**PARTS OF THE EXERCISE:**
A: Reproduce word for word the section of the con rod stress analysis text starting at "So I can right" and ending at "an industrial engine.".
B: Write the next part of the con rod stress analysis text, picking up right after its last sentence.

**PROVIDED TEXT:**
============
Now again we want to switch off the deformed shape, we click okay, and now the deformed shape is gone. So let's get a standard view. And that's really the starting point I like to have for any visualization of stress results. Not the photorealistic, not the deformed shape straight away, let's just go look at the stresses. Now as I mentioned, the peak stress is round about 3.7 PSI. What we want to do is to check the reactions coming out of the big end here.

So I can right mouse click on the results icon here, and go to list result force. Make sure the reaction force radio button is selected, and for the coordinate system, we can drop down the geometry feature tree and choose little end, close that back up again. And we want to summate the reaction forces which are going to be on the big end, which we find on these two surfaces here.

So I can click update, and I get a little spreadsheet in here which is giving me the reaction force summary. So the total sum in the X direction, which is our axial direction, is 18.7 pound force. It's almost zero, it's computed zero in the Y and Z direction. And that's great because that checks with the actual weight of the structure which is 18.7 pounds. As we mentioned in the intro, this is a very heavy con rod from an industrial engine.

So that's a fundamental check out, load in equals load out. So our acceleration of one G, force equals mass times acceleration, is giving us the correct weight in this particular case, or the correct resultant force. Let's check okay, go back to the graphics window. And we want to put in our full operational loading case. So if we right mouse click on this, edit the definition. Very handy trick in here is we can just put in times 500, and SolidWorks dialog box will take an expression like that.

It's very powerful, very useful indeed. So we check the box there, we're back to 139,200 inches per second squared, which is 500 G. Let's just re-run that, we know it's going to scale up, but just out of interest let's run it and see what the stress results will be. Just for a change, I can right mouse click in here and say run. We see the monitor window coming up. It's complete. Now we go to our new results, and now our new results loaded in stress one, we can see it's round about 18,000 PSI.
============
**SUPPLIED ENTRIES:**
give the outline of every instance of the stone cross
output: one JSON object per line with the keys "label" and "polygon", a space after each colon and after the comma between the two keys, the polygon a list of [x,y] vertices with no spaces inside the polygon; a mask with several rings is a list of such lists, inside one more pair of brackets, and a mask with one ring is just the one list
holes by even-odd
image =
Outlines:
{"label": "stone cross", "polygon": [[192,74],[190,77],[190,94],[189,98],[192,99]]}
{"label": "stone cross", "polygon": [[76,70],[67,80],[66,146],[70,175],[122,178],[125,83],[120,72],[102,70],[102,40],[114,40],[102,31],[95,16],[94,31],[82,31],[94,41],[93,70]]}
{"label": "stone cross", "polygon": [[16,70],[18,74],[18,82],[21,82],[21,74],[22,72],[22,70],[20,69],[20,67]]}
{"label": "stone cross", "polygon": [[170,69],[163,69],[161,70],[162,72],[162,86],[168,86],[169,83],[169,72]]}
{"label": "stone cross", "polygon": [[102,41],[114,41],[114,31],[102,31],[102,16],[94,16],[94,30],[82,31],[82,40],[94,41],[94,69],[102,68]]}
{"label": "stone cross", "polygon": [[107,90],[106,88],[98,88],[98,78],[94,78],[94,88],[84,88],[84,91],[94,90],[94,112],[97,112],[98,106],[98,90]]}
============
**ANSWERS FOR THE TASKS:**
A:
So I can right mouse click on the results icon here, and go to list result force. Make sure the reaction force radio button is selected, and for the coordinate system, we can drop down the geometry feature tree and choose little end, close that back up again. And we want to summate the reaction forces which are going to be on the big end, which we find on these two surfaces here.

So I can click update, and I get a little spreadsheet in here which is giving me the reaction force summary. So the total sum in the X direction, which is our axial direction, is 18.7 pound force. It's almost zero, it's computed zero in the Y and Z direction. And that's great because that checks with the actual weight of the structure which is 18.7 pounds. As we mentioned in the intro, this is a very heavy con rod from an industrial engine.

B:
And again, with the max label switched on, again I can drag this away nicely so if we want to create a report you can show this nicely, it's around this kind of pocket region in here. So the compressive load case, we talked about, that's squeezing the con rod and giving us the maximum stress in here. Now we can also control these other responses, so the displacement response for example, we can go in and say, chart options, similar kind of way, again I can control the different definitions in here.

At the moment I can control and put on a deformed shape. What I can do is the automatic shape which we saw very briefly, is a huge scaling, and we saw a very deformed, or grossly deformed shape, so let's change that, and let's try 60. There's an option here, that's the deformed shape. Let's check that. So here's our stress result. We want to overlay the deformed shape plot on top of it. So very useful shortcut control here is just go to the deformed result tab, click on that.

And now we see our deformation. Now it's scaled off a little bit, so we can just drag the model over, and we can see, we've got again a highly exaggerated deformation of that little end. The big end isn't deformed at all because remember we superglued it down to ground. Now we can check the tensile load in the same way. This is the loading developed by the piston assembly, pulling against the little end pin being reacted through the crankshaft. So now we suppress the acceleration input, and unsuppress the tension load.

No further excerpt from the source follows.